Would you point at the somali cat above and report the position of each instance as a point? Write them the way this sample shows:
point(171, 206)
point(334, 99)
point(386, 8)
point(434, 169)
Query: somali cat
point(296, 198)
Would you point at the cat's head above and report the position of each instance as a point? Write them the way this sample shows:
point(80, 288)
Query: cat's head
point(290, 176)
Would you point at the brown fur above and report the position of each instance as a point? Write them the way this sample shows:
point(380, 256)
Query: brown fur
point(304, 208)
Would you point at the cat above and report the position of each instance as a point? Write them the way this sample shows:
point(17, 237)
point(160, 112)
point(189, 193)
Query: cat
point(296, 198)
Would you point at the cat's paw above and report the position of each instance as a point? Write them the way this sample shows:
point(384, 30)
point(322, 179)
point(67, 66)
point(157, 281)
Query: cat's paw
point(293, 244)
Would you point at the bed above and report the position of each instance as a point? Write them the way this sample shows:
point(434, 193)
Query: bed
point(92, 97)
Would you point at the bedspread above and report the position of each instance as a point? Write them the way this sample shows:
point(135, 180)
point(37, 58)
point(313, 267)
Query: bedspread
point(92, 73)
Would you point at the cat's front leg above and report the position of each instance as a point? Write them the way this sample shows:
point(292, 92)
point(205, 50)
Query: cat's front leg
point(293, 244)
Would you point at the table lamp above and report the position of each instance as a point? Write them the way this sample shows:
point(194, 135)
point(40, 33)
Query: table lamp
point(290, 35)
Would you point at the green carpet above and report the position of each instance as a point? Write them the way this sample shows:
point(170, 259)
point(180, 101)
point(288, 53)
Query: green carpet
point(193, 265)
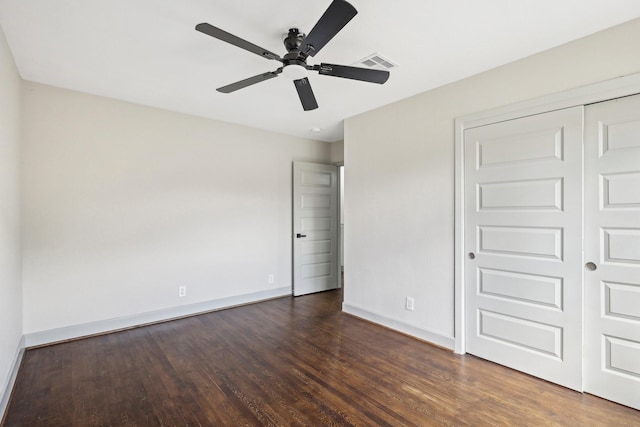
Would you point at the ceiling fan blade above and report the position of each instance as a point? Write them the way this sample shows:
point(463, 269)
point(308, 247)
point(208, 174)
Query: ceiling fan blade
point(334, 19)
point(250, 81)
point(306, 95)
point(354, 73)
point(219, 34)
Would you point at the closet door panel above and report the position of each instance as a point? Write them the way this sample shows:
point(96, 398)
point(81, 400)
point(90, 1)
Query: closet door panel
point(612, 250)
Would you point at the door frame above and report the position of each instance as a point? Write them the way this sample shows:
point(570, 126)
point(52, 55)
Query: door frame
point(597, 92)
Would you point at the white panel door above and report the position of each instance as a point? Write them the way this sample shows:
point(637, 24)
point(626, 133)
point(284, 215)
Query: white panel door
point(612, 247)
point(523, 235)
point(315, 228)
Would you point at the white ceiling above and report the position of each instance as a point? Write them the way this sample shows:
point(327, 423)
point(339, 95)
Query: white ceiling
point(147, 51)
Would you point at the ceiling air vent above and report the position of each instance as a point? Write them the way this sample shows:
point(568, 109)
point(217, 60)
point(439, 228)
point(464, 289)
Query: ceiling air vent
point(376, 61)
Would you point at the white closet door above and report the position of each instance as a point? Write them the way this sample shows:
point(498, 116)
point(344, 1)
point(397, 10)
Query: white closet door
point(612, 246)
point(523, 234)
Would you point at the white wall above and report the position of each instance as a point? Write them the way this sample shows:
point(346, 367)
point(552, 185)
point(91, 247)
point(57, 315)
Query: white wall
point(124, 203)
point(10, 289)
point(399, 203)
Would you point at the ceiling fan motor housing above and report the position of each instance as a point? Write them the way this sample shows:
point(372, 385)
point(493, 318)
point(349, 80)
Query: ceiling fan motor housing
point(293, 41)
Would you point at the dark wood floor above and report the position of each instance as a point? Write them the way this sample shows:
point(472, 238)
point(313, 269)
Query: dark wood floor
point(284, 362)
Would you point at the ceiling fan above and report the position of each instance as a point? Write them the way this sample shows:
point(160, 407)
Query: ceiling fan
point(299, 48)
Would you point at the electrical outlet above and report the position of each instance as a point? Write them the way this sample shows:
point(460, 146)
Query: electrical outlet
point(410, 304)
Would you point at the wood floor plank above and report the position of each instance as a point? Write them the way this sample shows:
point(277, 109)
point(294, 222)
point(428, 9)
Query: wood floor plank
point(285, 362)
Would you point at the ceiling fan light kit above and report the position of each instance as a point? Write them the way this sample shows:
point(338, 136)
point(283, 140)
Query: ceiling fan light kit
point(299, 47)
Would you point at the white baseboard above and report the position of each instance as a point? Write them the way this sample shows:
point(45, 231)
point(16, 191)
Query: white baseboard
point(420, 333)
point(7, 388)
point(109, 325)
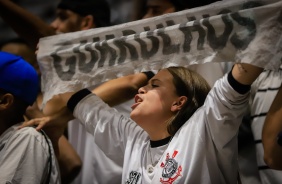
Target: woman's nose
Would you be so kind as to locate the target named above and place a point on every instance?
(141, 90)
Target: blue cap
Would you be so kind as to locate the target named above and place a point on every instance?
(18, 77)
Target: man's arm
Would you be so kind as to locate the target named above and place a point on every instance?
(272, 127)
(24, 23)
(245, 73)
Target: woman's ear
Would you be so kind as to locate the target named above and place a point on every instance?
(179, 103)
(87, 22)
(6, 101)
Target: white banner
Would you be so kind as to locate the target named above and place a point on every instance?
(246, 31)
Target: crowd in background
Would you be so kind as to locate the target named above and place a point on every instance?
(81, 165)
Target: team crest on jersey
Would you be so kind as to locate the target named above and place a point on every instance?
(171, 169)
(133, 177)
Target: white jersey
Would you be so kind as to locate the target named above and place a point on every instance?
(97, 168)
(204, 150)
(24, 157)
(264, 91)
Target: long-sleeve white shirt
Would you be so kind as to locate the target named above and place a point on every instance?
(204, 150)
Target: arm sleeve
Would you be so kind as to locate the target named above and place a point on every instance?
(24, 158)
(109, 127)
(225, 106)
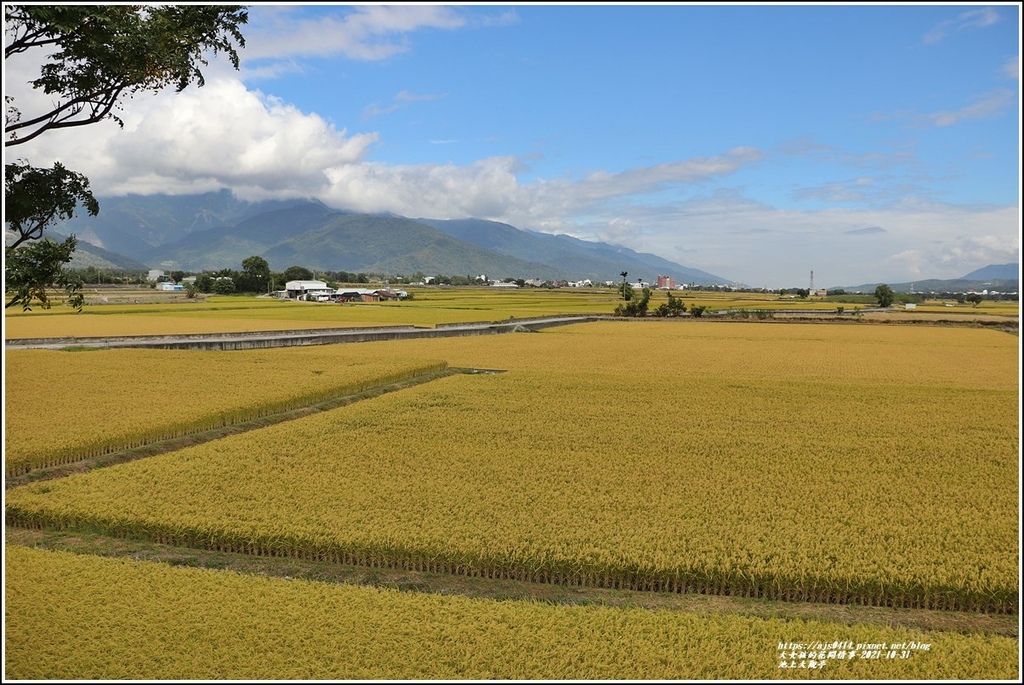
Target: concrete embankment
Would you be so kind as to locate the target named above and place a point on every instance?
(260, 340)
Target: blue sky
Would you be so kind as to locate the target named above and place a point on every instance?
(866, 142)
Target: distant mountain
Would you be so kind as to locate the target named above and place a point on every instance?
(949, 285)
(995, 272)
(133, 224)
(215, 230)
(581, 259)
(87, 255)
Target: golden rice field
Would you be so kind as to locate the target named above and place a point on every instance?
(842, 464)
(65, 407)
(84, 617)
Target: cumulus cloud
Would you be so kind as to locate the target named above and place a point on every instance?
(989, 104)
(221, 135)
(1012, 68)
(975, 18)
(401, 100)
(865, 230)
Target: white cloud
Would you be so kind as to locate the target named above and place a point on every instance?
(989, 104)
(975, 18)
(1012, 68)
(401, 100)
(220, 135)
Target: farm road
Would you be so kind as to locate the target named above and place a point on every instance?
(265, 339)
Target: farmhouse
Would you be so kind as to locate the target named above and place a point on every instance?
(299, 289)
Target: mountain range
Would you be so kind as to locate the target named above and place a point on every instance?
(216, 230)
(998, 277)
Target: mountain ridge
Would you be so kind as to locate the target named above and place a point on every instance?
(215, 230)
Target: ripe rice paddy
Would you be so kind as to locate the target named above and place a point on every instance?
(858, 464)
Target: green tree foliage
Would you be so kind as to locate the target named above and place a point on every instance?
(885, 295)
(255, 275)
(93, 56)
(637, 306)
(223, 285)
(97, 54)
(674, 307)
(35, 199)
(33, 270)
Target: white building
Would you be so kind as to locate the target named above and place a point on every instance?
(299, 289)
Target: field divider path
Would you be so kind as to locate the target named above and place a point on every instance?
(86, 543)
(163, 445)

━━━━━━━━━━━━━━━━━━━━━━━━━━━━━━

◆ Task goal ◆
An exact copy of the data above is required, printed without its pictures.

◆ Solution for this problem ◆
Would you point at the somali cat above and report the position of each instance as a point? Write them the way this sample shows:
point(171, 206)
point(334, 99)
point(386, 8)
point(434, 169)
Query: somali cat
point(296, 198)
Would you point at the cat's head above and report the position of each instance as a point? Write them the way this sample shows:
point(80, 288)
Query: cat's head
point(290, 176)
Would you point at the brown fur above and report the position of each instance as a point? Write them the way this sample shows:
point(380, 256)
Query: brown fur
point(304, 208)
Would you point at the cat above and report the position of each instance as a point? Write them the way this sample shows:
point(17, 237)
point(160, 112)
point(189, 193)
Query: cat
point(296, 198)
Would you point at the cat's paw above and report the position of each instance as a point? Write them the way this sample shows:
point(384, 30)
point(322, 179)
point(67, 66)
point(157, 281)
Query: cat's paw
point(293, 244)
Would you point at the bed above and report the position of each instance as a point? Write them the way this sample shows:
point(434, 193)
Query: bed
point(92, 97)
Would you point at the bedspread above and report the position of each instance as a point? Write them the way this sample shows:
point(135, 180)
point(37, 58)
point(313, 267)
Query: bedspread
point(92, 73)
Would you point at the cat's front leg above and report the position of each instance as a point? Write them the way this sample shows:
point(292, 92)
point(205, 50)
Query: cat's front leg
point(293, 244)
Would you point at the table lamp above and report the position of each instance as a point? Write them the way this sample shows:
point(194, 135)
point(40, 33)
Query: table lamp
point(290, 35)
Would you point at the green carpet above and report the position of each instance as a point? Write them the way this sample shows:
point(170, 259)
point(180, 101)
point(288, 53)
Query: green carpet
point(193, 265)
Would you point at the ceiling fan blade above and report the position of each instance as a point? Write them the way this sample shows:
point(463, 269)
point(308, 247)
point(208, 174)
Query: ceiling fan blade
point(334, 19)
point(250, 81)
point(306, 95)
point(354, 73)
point(219, 34)
Would you point at the closet door panel above and report the position of each instance as a point? Write them the way this sample shows:
point(96, 398)
point(81, 400)
point(90, 1)
Query: closet door panel
point(612, 250)
Would you point at the door frame above and report the position of each instance as a point? Write them the way this sample shows:
point(570, 126)
point(52, 55)
Query: door frame
point(597, 92)
Would you point at the white panel door above and report the position of each instance as a point? Write them the way this sample shows:
point(637, 24)
point(626, 133)
point(284, 215)
Query: white panel door
point(612, 247)
point(523, 235)
point(315, 228)
Would you point at the white ceiling above and report the position of each instance as a point? Write them the way this sample shows:
point(327, 423)
point(339, 95)
Query: white ceiling
point(147, 51)
Would you point at the ceiling air vent above and report the position of each instance as a point? Write them the way this sample shows:
point(568, 109)
point(217, 60)
point(439, 228)
point(464, 289)
Query: ceiling air vent
point(376, 61)
Would you point at the white closet door above and report the position of each instance as a point? Write them the way this sample shows:
point(498, 116)
point(344, 1)
point(397, 10)
Query: white closet door
point(612, 246)
point(523, 234)
Would you point at the white wall above and report the position of each instance as a point? Write them the way this sample shows:
point(346, 367)
point(552, 185)
point(91, 247)
point(57, 315)
Query: white wall
point(124, 203)
point(10, 289)
point(399, 203)
Would you point at the ceiling fan motor housing above and report the position of each instance as a point? Write them the way this sample shows:
point(372, 385)
point(493, 318)
point(349, 80)
Query: ceiling fan motor housing
point(293, 41)
Would you point at the dark wood floor above and report the position of each instance as a point? Write them the way this sample shows:
point(472, 238)
point(313, 269)
Query: dark wood floor
point(284, 362)
Would you point at the ceiling fan above and report the position of each instance as a point? Write them the way this sample shows:
point(160, 407)
Query: ceiling fan
point(299, 48)
Would you point at the electrical outlet above and report the position of each instance as a point? Write them the way this sample shows:
point(460, 146)
Query: electrical outlet
point(410, 304)
Would you point at the wood floor plank above and report the position of each instance as a point? Write them the way this sample shows:
point(277, 109)
point(294, 222)
point(428, 9)
Query: wood floor plank
point(285, 362)
Would you point at the ceiling fan light kit above and report the position of each instance as a point? Write them the way this sample shows:
point(338, 136)
point(283, 140)
Query: ceiling fan light kit
point(299, 47)
Would you point at the white baseboard above and report the position of each instance as a point? Write them the way this sample shows:
point(45, 231)
point(16, 191)
Query: white baseboard
point(420, 333)
point(7, 388)
point(109, 325)
Target: woman's nose
Would you be so kind as to locate the target named above and place a point on every instance?
(141, 90)
Target: blue cap
Would you be so kind as to locate the target named above and place a point on every instance?
(18, 77)
Target: man's arm
Would you be so kind as to locate the target named above and place a point on every instance?
(272, 127)
(24, 23)
(245, 73)
Target: woman's ear
Would you be so kind as to locate the target named above and place a point on every instance?
(179, 103)
(87, 22)
(6, 101)
Target: white banner
Would you be so kind as to locate the target named above and place a point on every instance?
(246, 31)
Target: crowd in background
Would you be so kind as to locate the target named above and place a point on every instance?
(81, 165)
Target: team crest on jersey
Would you be so kind as to locate the target named above and place a point on every instance?
(171, 169)
(133, 177)
Target: white jersey
Would you be so kind as to locate the target named above and place a point on every instance?
(97, 168)
(204, 150)
(24, 157)
(264, 91)
Target: long-sleeve white shirt
Would you be so kind as to locate the target named above and place a point on every instance?
(204, 150)
Target: arm sleeve
Would you be so kind as to locate the target named above and place a point on every instance?
(24, 158)
(109, 127)
(225, 106)
Target: concrete embankment
Would you be so kind as to locate the target named above and place a point on every instance?
(260, 340)
Target: blue sky
Would you be so kind as to locate the target named above and place a point on every instance?
(866, 142)
Target: distant mountain
Would you be so kind as to locate the target named above and place a point on every instance?
(949, 285)
(995, 272)
(133, 224)
(215, 230)
(581, 259)
(87, 255)
Target: golden rice field
Would you be so kind as to locate the target named above and place a point on every instance?
(842, 464)
(65, 407)
(84, 617)
Target: cumulus cloud
Would you be so kind as to locate the target named above and place a point on every instance?
(989, 104)
(221, 135)
(1012, 68)
(975, 18)
(401, 100)
(865, 230)
Target: white cloud
Would you be so kind as to locate the target named above and place a point on every instance?
(989, 104)
(975, 18)
(1012, 68)
(401, 100)
(220, 135)
Target: farm road
Would you be so kind as to locate the target named above and place a point on every instance?
(265, 339)
Target: farmhouse
Would you be so kind as to locate the target named above and place a point on every instance?
(299, 289)
Target: mountain range
Would you be so kind as to locate the target named above and place a point on every instance?
(216, 230)
(998, 277)
Target: mountain ridge
Would you be so kind as to locate the target named above and place a point on every instance?
(215, 230)
Target: ripe rice paddy
Would you be so kind as to locate the target named above and place a point on every instance?
(858, 464)
Target: green tree foliage
Would you be so kind as to locate the target named above and place a point on every instance?
(885, 295)
(255, 275)
(93, 56)
(637, 306)
(223, 285)
(97, 54)
(674, 307)
(35, 199)
(33, 270)
Target: white building
Would you be so kind as to locate the target named above and place a point on every instance?
(299, 289)
Target: field divider path
Would you be so kind as to locate the target named above and place a point on every instance?
(86, 543)
(163, 445)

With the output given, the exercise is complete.